> Exercise description
All material below is to be reproduced exactly.

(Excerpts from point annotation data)
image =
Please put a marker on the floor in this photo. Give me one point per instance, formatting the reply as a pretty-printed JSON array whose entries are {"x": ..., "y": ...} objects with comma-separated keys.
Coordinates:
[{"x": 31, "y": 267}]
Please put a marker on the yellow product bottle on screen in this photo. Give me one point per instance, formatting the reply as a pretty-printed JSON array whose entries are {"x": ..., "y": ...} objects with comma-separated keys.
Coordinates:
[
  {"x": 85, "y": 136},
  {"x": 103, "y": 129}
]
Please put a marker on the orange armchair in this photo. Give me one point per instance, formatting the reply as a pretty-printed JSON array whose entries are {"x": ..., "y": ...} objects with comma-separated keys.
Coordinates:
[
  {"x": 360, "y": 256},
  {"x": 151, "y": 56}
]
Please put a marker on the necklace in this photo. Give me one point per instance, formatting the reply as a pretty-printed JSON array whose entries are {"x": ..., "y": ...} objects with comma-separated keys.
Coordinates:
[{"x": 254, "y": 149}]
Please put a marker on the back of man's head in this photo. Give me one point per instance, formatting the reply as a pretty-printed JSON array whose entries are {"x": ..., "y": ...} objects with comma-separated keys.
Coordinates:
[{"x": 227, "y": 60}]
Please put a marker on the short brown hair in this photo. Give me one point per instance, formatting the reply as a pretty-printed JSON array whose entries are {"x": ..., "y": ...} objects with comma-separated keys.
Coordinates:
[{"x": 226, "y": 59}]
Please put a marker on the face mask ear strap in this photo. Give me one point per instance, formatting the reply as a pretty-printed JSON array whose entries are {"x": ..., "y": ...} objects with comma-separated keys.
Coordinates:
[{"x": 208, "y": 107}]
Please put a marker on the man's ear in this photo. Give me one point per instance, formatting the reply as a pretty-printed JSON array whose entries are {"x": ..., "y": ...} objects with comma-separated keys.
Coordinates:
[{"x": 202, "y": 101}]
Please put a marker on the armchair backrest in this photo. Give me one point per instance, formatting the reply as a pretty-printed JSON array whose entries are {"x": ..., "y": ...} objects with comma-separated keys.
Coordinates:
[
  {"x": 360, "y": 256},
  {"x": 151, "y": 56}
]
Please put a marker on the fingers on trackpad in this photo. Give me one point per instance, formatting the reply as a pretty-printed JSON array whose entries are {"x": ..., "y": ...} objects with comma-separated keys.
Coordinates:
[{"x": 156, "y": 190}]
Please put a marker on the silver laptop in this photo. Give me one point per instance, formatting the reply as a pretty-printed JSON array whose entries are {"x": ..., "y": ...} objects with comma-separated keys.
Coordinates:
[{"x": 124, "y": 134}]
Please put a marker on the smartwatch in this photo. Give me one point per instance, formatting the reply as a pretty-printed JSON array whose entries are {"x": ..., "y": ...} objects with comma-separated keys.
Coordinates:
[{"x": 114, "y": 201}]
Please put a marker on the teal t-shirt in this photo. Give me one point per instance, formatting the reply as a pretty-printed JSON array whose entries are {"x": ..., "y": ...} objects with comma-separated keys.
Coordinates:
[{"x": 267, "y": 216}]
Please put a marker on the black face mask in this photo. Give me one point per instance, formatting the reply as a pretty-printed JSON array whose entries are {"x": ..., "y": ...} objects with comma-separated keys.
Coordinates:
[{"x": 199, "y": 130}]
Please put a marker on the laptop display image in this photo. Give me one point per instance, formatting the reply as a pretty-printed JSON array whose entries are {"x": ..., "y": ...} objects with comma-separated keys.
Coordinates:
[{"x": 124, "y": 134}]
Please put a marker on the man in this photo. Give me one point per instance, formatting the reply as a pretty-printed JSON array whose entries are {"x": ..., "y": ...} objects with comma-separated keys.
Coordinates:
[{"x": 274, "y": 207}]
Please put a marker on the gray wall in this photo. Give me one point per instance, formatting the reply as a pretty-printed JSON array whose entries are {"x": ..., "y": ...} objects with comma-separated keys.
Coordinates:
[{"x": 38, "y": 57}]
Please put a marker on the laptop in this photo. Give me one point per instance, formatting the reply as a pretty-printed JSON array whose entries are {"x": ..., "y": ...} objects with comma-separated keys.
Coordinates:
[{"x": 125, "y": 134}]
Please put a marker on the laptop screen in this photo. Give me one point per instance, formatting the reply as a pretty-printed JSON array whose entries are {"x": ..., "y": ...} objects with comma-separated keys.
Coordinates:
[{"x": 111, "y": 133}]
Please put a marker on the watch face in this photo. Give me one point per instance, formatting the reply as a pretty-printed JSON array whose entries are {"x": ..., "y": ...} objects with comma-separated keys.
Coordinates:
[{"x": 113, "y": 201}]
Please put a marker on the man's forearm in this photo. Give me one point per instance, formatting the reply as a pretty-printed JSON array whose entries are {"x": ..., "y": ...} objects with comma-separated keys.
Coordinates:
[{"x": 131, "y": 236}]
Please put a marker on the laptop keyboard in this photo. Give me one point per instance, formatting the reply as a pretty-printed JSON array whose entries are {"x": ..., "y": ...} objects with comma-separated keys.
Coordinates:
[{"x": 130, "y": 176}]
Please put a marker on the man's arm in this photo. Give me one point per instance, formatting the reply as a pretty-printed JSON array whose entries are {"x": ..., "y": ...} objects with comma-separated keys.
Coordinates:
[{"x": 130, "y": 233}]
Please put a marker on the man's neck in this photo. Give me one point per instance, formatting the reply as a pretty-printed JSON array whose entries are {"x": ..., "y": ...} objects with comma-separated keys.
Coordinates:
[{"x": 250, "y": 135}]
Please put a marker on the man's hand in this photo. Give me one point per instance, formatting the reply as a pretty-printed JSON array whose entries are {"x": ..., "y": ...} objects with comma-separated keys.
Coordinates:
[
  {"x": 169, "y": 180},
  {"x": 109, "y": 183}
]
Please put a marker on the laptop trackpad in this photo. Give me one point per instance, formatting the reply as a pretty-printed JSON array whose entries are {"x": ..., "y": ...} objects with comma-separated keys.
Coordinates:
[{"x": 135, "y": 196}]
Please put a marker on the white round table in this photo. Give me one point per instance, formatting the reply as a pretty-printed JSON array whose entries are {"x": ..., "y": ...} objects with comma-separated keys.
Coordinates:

> Exercise answer
image =
Please put a marker on the floor in this photo. Give me one point per instance, formatting the reply as a pretty-printed JSON array whose entries are {"x": ..., "y": ...} objects with comma-separated keys.
Coordinates:
[{"x": 31, "y": 267}]
Please put a marker on the yellow product bottle on screen in this photo. Give me one point per instance, formatting the reply as a pretty-printed JSON array whose entries are {"x": ..., "y": ...} objects with comma-separated keys.
Coordinates:
[
  {"x": 85, "y": 136},
  {"x": 103, "y": 129}
]
Please put a marker on the orange armchair in this photo. Give me one point per instance, formatting the reply as a pretty-printed JSON array whose entries are {"x": ..., "y": ...} objects with comma-separated keys.
Coordinates:
[
  {"x": 360, "y": 256},
  {"x": 151, "y": 56}
]
Please put a marker on the necklace in this photo. Give me one point per instance, formatting the reply as a pretty-printed JSON array whose entries are {"x": ..., "y": ...} objects with comma-separated keys.
Coordinates:
[{"x": 254, "y": 149}]
Please put a marker on the back of man's head in this photo. Give me one point per instance, formatting the reply as a pretty-printed JSON array whose entries are {"x": ..., "y": ...} objects with comma-separated keys.
Coordinates:
[{"x": 227, "y": 60}]
Please put a marker on the short brown hair in this photo. Give me one point per instance, formatting the reply as a pretty-printed JSON array whose entries are {"x": ..., "y": ...} objects with comma-separated keys.
Coordinates:
[{"x": 226, "y": 59}]
Please put a marker on the face mask ear strap in this photo. Give me one point per instance, formatting the reply as a pretty-printed JSON array whose entries are {"x": ..., "y": ...} objects with comma-separated keys.
Coordinates:
[{"x": 208, "y": 107}]
Please put a marker on the man's ear in this photo. Give me one point per instance, formatting the reply as a pretty-printed JSON array whose entries are {"x": ..., "y": ...} objects with comma-separated keys.
Coordinates:
[{"x": 202, "y": 101}]
Please put a marker on the armchair backrest in this photo. Give me one point per instance, formatting the reply as a pretty-printed JSON array whose entries are {"x": ..., "y": ...} objects with comma-separated keys.
Coordinates:
[
  {"x": 360, "y": 256},
  {"x": 151, "y": 56}
]
Please put a marker on the fingers on trackpad in this photo. Give me one point per instance, formatting the reply as a pretty-printed JSON array whose entries are {"x": ..., "y": ...} objects with comma-separated keys.
Coordinates:
[{"x": 156, "y": 190}]
Please put a marker on the silver laptop in this photo. Give me one point per instance, formatting the reply as a pretty-printed JSON array whose entries are {"x": ..., "y": ...} objects with comma-separated keys.
Coordinates:
[{"x": 124, "y": 134}]
Please put a marker on the smartwatch in this photo. Give me one point per instance, formatting the reply as a pretty-printed JSON array whose entries are {"x": ..., "y": ...} objects with comma-separated keys.
Coordinates:
[{"x": 114, "y": 201}]
Please put a marker on the teal t-shirt in this photo. Give me one point per instance, formatting the reply as a pretty-printed JSON array whose entries are {"x": ..., "y": ...} objects with comma-separated keys.
Coordinates:
[{"x": 267, "y": 216}]
Please put a marker on the black face mask in this photo. Give me one point per instance, formatting the reply as a pretty-printed JSON array whose entries are {"x": ..., "y": ...} objects with comma-separated keys.
Coordinates:
[{"x": 199, "y": 130}]
Please put a marker on the laptop display image in this photo. Give me one point per instance, formatting the reply as a pretty-printed JSON array whose entries are {"x": ..., "y": ...} objects with comma-separated keys.
Coordinates:
[{"x": 124, "y": 134}]
Please put a marker on the man in this photo. Give me one point per instance, formatting the reply as a pretty-printed JSON array whose entries are {"x": ..., "y": ...} objects with comma-separated keys.
Coordinates:
[{"x": 274, "y": 207}]
Please put a marker on the gray wall in this photo. Give me one point per instance, formatting the reply as a pretty-printed JSON array whose entries are {"x": ..., "y": ...} objects with comma-separated keys.
Coordinates:
[{"x": 38, "y": 57}]
Please put a marker on the laptop in this photo. Give me one point per instance, formatting the reply as a pretty-printed JSON array whose entries are {"x": ..., "y": ...} objects with comma-separated keys.
Coordinates:
[{"x": 125, "y": 134}]
Please put a marker on the laptop screen in this photo. Give me one point per instance, formatting the reply as a pretty-printed JSON array whose entries are {"x": ..., "y": ...} objects with comma-separated keys.
Coordinates:
[{"x": 111, "y": 133}]
Please put a marker on the watch face in this photo. Give me one point per instance, formatting the reply as a pretty-printed JSON array whose entries are {"x": ..., "y": ...} objects with comma-separated keys.
Coordinates:
[{"x": 113, "y": 201}]
Please put a marker on the man's forearm in this photo. Give me one point per instance, formatting the reply as a pretty-printed JSON array whose entries are {"x": ..., "y": ...} objects with comma-separated keys.
Coordinates:
[{"x": 131, "y": 236}]
Please put a marker on the laptop keyboard in this photo. Give me one point per instance, formatting the reply as a pretty-printed JSON array whose entries are {"x": ..., "y": ...} objects with comma-separated keys.
Coordinates:
[{"x": 130, "y": 176}]
Please put a marker on the man's arm in this photo. Give me one point per instance, formatting the reply as a pretty-printed JSON array whose entries are {"x": ..., "y": ...} objects with comma-separated keys.
Coordinates:
[{"x": 130, "y": 233}]
Please put a marker on the man's neck in this photo. Give me one point per instance, formatting the reply as a pretty-printed JSON array whose entries are {"x": ..., "y": ...} objects with comma-separated keys.
Coordinates:
[{"x": 250, "y": 135}]
Please put a marker on the man's hand in this photo. Give me one point per instance, formatting the reply as a pretty-printed JSON array whose entries are {"x": ..., "y": ...} objects with comma-separated keys.
Coordinates:
[
  {"x": 169, "y": 180},
  {"x": 109, "y": 183}
]
Please put a marker on the laptop trackpad in this photo. Give me one point per instance, formatting the reply as a pretty-printed JSON array whose entries are {"x": ..., "y": ...} objects with comma-separated keys.
Coordinates:
[{"x": 135, "y": 196}]
Please put a marker on the white round table in this photo. Give me one point per instance, formatting the reply as a pretty-printed JSON array whose entries are {"x": ..., "y": ...} objects with comma-separated keys.
Coordinates:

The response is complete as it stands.